[What to do]: Render every line of the entries below as a Markdown table, using a "Row" column for the row number and a "Line" column for the line itself. Leave out blank lines.

(Entries from a pointing dataset)
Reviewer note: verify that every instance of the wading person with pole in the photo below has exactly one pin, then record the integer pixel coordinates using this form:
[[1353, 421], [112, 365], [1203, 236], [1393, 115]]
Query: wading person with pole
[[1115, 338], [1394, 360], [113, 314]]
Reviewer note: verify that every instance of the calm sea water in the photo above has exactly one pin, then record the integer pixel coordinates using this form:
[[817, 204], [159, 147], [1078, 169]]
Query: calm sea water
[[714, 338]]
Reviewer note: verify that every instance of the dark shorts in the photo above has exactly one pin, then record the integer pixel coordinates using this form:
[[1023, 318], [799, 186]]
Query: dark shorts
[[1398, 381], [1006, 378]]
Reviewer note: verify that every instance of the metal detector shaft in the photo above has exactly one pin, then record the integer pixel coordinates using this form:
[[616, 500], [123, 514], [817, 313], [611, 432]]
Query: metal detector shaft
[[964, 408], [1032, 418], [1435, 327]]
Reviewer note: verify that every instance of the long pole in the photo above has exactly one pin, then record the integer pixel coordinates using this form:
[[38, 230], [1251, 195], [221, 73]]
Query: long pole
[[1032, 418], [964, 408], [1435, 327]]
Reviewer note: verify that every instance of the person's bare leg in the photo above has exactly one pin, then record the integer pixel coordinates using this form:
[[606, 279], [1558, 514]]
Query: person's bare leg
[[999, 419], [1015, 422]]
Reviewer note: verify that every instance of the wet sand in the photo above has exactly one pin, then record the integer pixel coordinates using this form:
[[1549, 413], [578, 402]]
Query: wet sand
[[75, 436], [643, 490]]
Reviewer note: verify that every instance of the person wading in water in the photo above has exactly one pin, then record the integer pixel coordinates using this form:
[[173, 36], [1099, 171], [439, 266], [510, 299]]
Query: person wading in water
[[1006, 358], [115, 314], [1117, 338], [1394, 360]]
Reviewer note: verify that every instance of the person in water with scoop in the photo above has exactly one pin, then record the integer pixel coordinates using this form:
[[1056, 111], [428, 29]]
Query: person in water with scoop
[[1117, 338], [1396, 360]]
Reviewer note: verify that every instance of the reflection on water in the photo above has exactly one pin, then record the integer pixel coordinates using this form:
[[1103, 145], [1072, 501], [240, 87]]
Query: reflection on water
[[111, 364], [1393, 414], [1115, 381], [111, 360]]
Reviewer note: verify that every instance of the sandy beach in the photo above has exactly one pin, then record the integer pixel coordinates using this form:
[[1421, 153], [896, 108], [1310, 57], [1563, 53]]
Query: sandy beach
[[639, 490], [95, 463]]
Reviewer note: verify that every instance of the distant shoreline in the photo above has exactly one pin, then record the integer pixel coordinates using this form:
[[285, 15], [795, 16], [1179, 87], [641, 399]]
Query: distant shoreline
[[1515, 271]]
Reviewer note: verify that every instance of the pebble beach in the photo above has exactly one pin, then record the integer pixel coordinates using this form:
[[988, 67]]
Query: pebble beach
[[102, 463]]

[Completed exercise]:
| Row | Line |
|---|---|
| 1 | Reviewer note: verify that every instance of the wading person with pole in the photo below has exactly one pin, then record the integer pixel coordinates using this form: |
| 2 | [[1353, 421], [112, 365], [1203, 236], [1393, 115]] |
| 3 | Query: wading person with pole |
| 4 | [[1115, 338], [1394, 360], [113, 314]] |
| 5 | Reviewer note: verify that every instance of the calm sea water in the photo above has exactly one pin, then record the integer pixel coordinates using this form: |
| 6 | [[817, 204], [159, 147], [1078, 169]] |
| 7 | Query: calm sea water |
| 8 | [[714, 338]] |
| 9 | Reviewer note: verify that every instance of the dark shorts in the photo above has exactly one pin, then record the integer pixel coordinates using this form: |
| 10 | [[1023, 318], [799, 186]] |
| 11 | Query: dark shorts |
| 12 | [[1398, 381], [1006, 378]] |
| 13 | Reviewer note: verify that every instance of the metal detector shaft in the photo above has exactly one pin, then record the integer pixel coordinates using this form: |
| 14 | [[616, 500], [123, 514], [817, 313], [611, 432]] |
| 15 | Query: metal detector shaft |
| 16 | [[964, 408], [1032, 418], [1435, 327]] |
| 17 | Reviewer note: verify that every instance of the long pole in the photo above has exactly one pin, then record the integer pixel coordinates using this form: |
| 18 | [[38, 230], [1251, 195], [221, 73]] |
| 19 | Query: long pole |
| 20 | [[1032, 418], [964, 408], [1435, 327]] |
| 21 | Reviewer note: verify that every instance of the person's bare leg in the photo above has exactly one pin, then record the integer pixel coordinates using this form: |
| 22 | [[606, 279], [1558, 514]] |
| 23 | Query: person's bare leg |
| 24 | [[999, 419], [1015, 422]] |
| 25 | Reviewer note: verify that every instance of the wet sand in the photo above has exactly one pin, then record the integer pixel coordinates using this form: |
| 26 | [[1549, 413], [578, 402]] |
| 27 | Query: wet sand |
| 28 | [[75, 436], [643, 490]] |
| 29 | Reviewer note: verify that every instance of the person wading in water in the photo above has exactly one pin, then record the integer pixel coordinates using this form: |
| 30 | [[173, 36], [1099, 171], [439, 266], [510, 299]] |
| 31 | Query: person wading in water |
| 32 | [[1006, 358], [115, 314], [1117, 338], [1394, 360]] |
| 33 | Reviewer note: verify that every instance of the person in water with scoop in the photo above has exactly one pin, then record the integer pixel coordinates using this form: |
| 34 | [[1056, 111], [428, 29]] |
| 35 | Query: person in water with scoop |
| 36 | [[1117, 338], [1396, 360]] |
| 37 | Reviewer note: verify that every instance of the reflection on water in the photo above has exactly one pin, then record the integer pixel coordinates using this form: |
| 38 | [[1103, 145], [1072, 501], [240, 87]] |
| 39 | Query: reflection on water |
| 40 | [[111, 364], [1393, 414], [1115, 381], [111, 360]] |
| 41 | Reviewer note: verify that every instance of the sandy beach in the photo above has exactly one pin, then record the integer pixel coordinates using this form: |
| 42 | [[1421, 153], [896, 108], [1310, 57], [1563, 53]] |
| 43 | Query: sandy beach |
| 44 | [[639, 490], [95, 463]] |
| 45 | Reviewer note: verify that every instance of the distant shoreline in the photo above has exactly one pin, then record the integer pixel coordinates using this form: |
| 46 | [[285, 15], [795, 16], [1179, 87], [641, 399]] |
| 47 | Query: distant shoreline |
| 48 | [[1515, 271]] |
| 49 | Reviewer note: verify that every instance of the pebble beach in the photo above has exactly one pin, then record the integer pixel coordinates using this form: |
| 50 | [[988, 67]] |
| 51 | Query: pebble beach |
| 52 | [[102, 463]] |